Можно представить, каков был разговор при заказе этого потолка. – Не извольте беспокоиться! – говорил подрядчик. – Потолок сделаем просто красота! Ай, ей-богу, интересно вы придумали, ваше величество!..
– Да гляди, труху у меня не клади, – говорил Нерон. – Гляди, клади что-нибудь потяжельше. Лёгкая труха ей нипочём. Знаешь, какая у меня мамаша!
– Как же не знать, ваше величество? Характерная старушка. Только какая же может быть труха? Ай, ей-богу, интересно, ваше величество: я особо большой камешек велю положить в аккурат над самой головкой вашей преподобной маменьки.
– Ну, уж вы там как хотите, – говорил Нерон, – но только чтоб – раз! – и нет маменьки.
«Наивный» повествователь возмущён подобными нравами исторических персонажей, но то, что его возмущает, собственно, и оказывается базовым способом разоблачения пошлости и «одномерности» исторических знаменитостей. Психология исторических персонажей низводится до совершенной ничтожности мотивов и обоснований тех или иных поступков. Сама речевая маска при этом тоже снижает «легендарное» начало: так, как пишет Зощенко, могли бы разговаривать не столько Нерон и какой-то исполнитель его воли, а купец и приказчик из третьеразрядного русского романа.

### ЗАДАНИЕ A:
Верны ли по фрагменту о Нероне и подрядчике утверждения (i), (ii), (iii)? На каждое ответьте «да» или «нет» и дословно приведите слова текста, которые это решают.
(i) Нерон велит класть в потолок что-нибудь потяжелее.
(ii) Подрядчик обещает положить большой камень над головой самого Нерона.
(iii) Речь героев похожа на разговор купца и приказчика.
Этот текст никак не связан со списком.

### ИСХОДНЫЕ ДАННЫЕ:
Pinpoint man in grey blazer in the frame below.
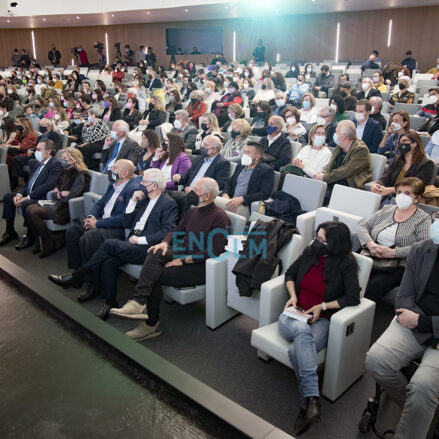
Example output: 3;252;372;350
101;120;141;173
366;234;439;439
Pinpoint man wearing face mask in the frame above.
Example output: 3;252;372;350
101;120;142;174
172;110;198;149
110;178;230;341
314;120;372;205
260;116;293;171
217;142;274;218
49;169;178;320
354;99;383;153
62;160;140;269
366;216;439;439
172;135;230;193
0;140;63;250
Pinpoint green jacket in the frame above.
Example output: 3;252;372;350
323;139;372;189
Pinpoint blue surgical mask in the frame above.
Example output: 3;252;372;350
430;220;439;244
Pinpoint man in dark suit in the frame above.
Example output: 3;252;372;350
354;99;383;153
172;136;230;192
66;160;139;269
172;110;198;149
217;142;274;218
101;120;141;173
260;116;293;171
49;169;178;320
0;140;63;250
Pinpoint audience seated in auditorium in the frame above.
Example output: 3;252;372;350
217;141;274;218
0;139;63;250
278;222;360;435
49;168;178;320
357;177;431;302
172;135;230;192
110;178;230;341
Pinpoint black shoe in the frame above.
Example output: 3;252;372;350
49;273;81;288
306;396;320;422
76;283;98;303
294;408;311;435
15;236;35;250
0;232;18;246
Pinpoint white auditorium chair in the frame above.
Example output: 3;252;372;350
206;212;302;329
296;184;381;251
251;254;375;401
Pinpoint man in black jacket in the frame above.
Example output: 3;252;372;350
172;136;230;192
0;140;63;250
261;116;293;171
217;142;274;218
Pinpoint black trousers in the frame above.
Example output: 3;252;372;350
82;239;149;305
3;192;38;237
134;250;206;326
364;267;404;302
66;223;125;270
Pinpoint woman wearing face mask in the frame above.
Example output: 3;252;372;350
122;96;142;130
152;133;192;191
186;90;206;126
139;96;166;130
102;96;122;122
280;124;332;178
283;106;306;142
370;131;434;202
192;113;224;151
136;130;160;175
357;177;431;302
27;147;90;258
300;93;319;123
389;76;415;105
220;119;251;163
377;111;410;163
251;101;273;137
221;104;245;133
278;221;360;435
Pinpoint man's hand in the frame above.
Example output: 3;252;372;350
148;242;169;256
165;259;183;267
226;197;244;212
396;308;419;329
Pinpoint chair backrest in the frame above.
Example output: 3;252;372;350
370;154;386;181
328;184;381;218
282;174;327;212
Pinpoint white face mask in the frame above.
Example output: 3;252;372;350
395;194;413;210
241;154;253;166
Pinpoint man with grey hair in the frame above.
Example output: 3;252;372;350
314;120;372;205
172;110;198;149
110;178;230;341
259;116;293;171
172;135;230;192
50;169;178;320
101;120;142;173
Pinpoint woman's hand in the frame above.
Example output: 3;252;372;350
305;303;322;325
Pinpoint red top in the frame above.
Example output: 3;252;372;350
297;256;326;317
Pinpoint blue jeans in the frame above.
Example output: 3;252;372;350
278;314;329;408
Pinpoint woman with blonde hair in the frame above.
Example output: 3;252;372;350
27;147;90;258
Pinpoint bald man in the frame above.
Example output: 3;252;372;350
66;159;141;269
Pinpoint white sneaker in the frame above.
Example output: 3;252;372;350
125;322;162;341
110;300;148;320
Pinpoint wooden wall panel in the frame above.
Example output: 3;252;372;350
0;6;439;70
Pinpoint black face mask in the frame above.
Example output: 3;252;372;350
311;239;328;256
230;130;241;139
398;143;412;156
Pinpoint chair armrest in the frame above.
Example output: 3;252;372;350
259;275;288;327
296;210;316;249
69;197;84;221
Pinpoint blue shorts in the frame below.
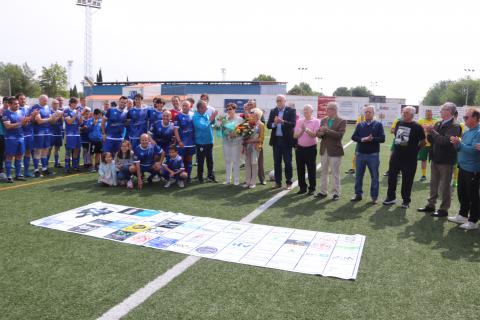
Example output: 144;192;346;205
65;136;81;150
178;147;197;158
51;135;63;147
23;135;33;151
130;137;140;150
33;134;52;149
5;137;25;157
102;138;123;156
140;164;158;174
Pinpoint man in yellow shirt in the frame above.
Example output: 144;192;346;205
345;114;365;174
417;109;437;182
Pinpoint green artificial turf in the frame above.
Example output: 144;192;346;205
0;126;480;319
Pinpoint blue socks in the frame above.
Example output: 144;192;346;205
23;157;30;177
15;159;22;177
41;158;48;171
33;158;40;171
5;160;12;178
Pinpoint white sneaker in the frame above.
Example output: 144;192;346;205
460;221;478;230
447;214;468;224
164;179;175;188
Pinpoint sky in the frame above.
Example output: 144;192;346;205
0;0;480;104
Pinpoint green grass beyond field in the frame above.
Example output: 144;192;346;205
0;126;480;320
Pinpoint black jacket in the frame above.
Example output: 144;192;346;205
267;107;297;147
427;118;462;165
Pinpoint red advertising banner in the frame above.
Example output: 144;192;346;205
317;97;335;119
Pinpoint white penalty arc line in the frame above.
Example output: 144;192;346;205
98;141;353;320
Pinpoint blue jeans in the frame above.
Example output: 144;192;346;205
273;139;293;185
355;153;380;199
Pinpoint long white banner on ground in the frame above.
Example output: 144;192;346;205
31;202;365;279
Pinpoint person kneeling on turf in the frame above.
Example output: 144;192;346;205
130;133;165;190
98;152;117;186
161;145;188;188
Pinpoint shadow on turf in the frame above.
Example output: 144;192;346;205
398;215;480;262
369;205;408;230
49;180;278;207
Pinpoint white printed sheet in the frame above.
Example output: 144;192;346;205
31;202;365;279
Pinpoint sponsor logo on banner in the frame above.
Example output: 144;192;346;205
317;97;335;119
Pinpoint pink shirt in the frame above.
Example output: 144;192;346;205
295;118;320;147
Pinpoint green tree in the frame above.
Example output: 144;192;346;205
252;73;277;81
70;85;78;98
97;68;103;82
40;63;68;97
0;62;40;97
332;87;352;97
350;86;372;97
287;82;319;96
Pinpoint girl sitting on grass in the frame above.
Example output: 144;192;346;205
98;152;117;186
115;140;134;189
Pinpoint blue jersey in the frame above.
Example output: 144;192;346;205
19;106;35;137
133;144;163;168
148;109;163;128
150;121;174;146
28;104;52;136
175;112;195;147
2;109;24;139
63;109;80;137
87;118;102;142
165;154;185;171
127;107;148;139
105;108;127;138
51;110;63;136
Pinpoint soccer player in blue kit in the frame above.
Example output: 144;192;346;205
148;98;165;128
29;94;60;178
129;133;165;190
127;93;148;150
15;93;38;178
162;145;187;188
148;110;175;151
102;96;127;154
2;97;28;183
48;99;63;168
64;97;83;173
175;100;195;182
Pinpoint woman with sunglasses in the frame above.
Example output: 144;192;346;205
220;103;243;186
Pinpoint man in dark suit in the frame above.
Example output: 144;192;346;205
267;95;297;190
417;102;462;217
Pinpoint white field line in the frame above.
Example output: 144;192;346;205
98;141;353;320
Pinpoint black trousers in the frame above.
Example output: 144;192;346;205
387;154;417;203
197;144;215;180
295;145;317;191
457;168;480;222
0;136;5;172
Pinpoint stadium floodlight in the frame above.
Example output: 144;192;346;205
77;0;102;84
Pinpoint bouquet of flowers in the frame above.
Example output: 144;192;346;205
235;119;255;139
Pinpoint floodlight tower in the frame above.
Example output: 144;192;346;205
220;68;227;81
77;0;102;80
67;60;73;89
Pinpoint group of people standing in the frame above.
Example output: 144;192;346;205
0;93;480;229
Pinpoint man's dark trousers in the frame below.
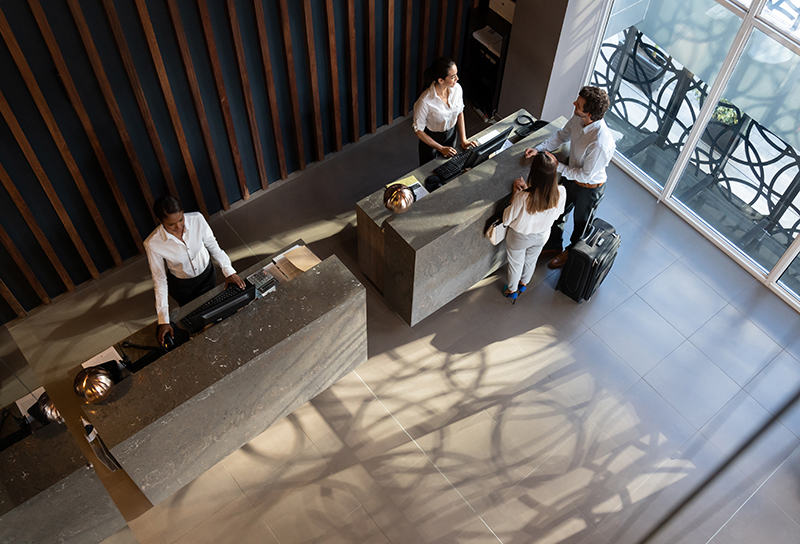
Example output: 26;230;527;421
543;181;606;251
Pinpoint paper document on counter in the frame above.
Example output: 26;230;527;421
81;346;122;368
385;174;419;188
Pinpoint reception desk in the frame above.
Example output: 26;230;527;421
83;256;367;504
0;410;125;544
356;110;566;326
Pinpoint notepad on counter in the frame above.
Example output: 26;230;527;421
16;387;44;421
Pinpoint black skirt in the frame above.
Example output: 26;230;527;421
419;125;458;166
167;262;217;306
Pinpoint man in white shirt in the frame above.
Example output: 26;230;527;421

### ЗАДАНИЕ B:
Продублируйте строки списка, начиная с самой первой строки списка и заканчивая строкой, где стоит "366;234;439;439", включительно. Картинки в ответ не включайте.

### ПРАВИЛЬНЫЙ ОТВЕТ A:
(i) Да: «Гляди, клади что-нибудь потяжельше».
(ii) Нет: «я особо большой камешек велю положить в аккурат над самой головкой вашей преподобной маменьки».
(iii) Да: «а купец и приказчик из третьеразрядного русского романа».

### ПРАВИЛЬНЫЙ ОТВЕТ B:
Pinpoint man in grey blazer in the frame below.
Example output: 3;252;372;350
101;120;141;173
366;234;439;439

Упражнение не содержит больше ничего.